▶ **WHAT TO WORK ON**:
Starting with the first line of the items and going on through the line with "<point>107,150</point>", write every line out again, requests included. Rescale each answer's point coordinates by a factor of 1.65, rounding to whole numbers with halves going up, and leave the requests and their sample coordinates as they are.
═══ DATA SHOWN
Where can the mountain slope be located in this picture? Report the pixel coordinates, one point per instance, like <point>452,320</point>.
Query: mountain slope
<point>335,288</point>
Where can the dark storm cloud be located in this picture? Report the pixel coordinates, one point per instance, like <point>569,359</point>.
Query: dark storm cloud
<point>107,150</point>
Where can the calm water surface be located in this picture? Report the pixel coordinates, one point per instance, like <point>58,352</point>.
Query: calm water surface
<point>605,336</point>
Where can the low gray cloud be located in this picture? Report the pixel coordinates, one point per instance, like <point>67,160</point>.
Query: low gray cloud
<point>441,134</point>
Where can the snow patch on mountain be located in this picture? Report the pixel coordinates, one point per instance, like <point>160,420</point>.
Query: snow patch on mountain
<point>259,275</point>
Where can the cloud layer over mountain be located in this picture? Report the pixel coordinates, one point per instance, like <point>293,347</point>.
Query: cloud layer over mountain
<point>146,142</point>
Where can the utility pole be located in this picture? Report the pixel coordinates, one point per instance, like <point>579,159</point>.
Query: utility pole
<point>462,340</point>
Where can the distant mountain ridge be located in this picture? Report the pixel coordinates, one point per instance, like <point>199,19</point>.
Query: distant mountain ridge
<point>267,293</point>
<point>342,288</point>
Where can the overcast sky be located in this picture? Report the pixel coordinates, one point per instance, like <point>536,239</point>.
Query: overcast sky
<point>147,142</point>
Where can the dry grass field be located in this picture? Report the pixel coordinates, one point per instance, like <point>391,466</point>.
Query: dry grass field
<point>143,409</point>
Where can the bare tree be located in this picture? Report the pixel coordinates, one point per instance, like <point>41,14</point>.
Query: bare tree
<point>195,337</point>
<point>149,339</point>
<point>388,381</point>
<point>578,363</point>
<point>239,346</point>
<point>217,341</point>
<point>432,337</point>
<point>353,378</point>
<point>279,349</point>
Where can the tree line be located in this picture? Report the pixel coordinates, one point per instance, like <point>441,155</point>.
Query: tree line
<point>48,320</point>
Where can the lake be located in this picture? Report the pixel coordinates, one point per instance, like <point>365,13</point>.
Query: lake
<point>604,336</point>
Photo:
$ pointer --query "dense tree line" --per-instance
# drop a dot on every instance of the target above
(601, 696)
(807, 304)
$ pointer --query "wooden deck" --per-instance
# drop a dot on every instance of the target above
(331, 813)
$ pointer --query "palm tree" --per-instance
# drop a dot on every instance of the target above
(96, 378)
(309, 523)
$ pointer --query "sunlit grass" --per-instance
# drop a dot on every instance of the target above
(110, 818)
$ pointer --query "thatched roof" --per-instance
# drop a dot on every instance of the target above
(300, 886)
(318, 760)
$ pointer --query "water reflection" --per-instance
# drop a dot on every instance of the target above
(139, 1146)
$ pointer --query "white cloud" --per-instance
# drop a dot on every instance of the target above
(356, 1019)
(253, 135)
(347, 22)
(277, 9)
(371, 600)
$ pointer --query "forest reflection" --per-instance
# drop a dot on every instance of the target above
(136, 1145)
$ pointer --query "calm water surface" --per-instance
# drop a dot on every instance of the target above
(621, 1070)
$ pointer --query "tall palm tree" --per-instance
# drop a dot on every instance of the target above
══════
▶ **PROBLEM SOLUTION**:
Where can the mountain slope be located in this picture? Report the pixel coordinates, one point per instance, like <point>452,320</point>.
Query: mountain slope
<point>553,475</point>
Where can the dark storm cloud be located in this picture? Report the pixel coordinates, one point per instance, like <point>569,359</point>.
Query: dark storm cloud
<point>177,248</point>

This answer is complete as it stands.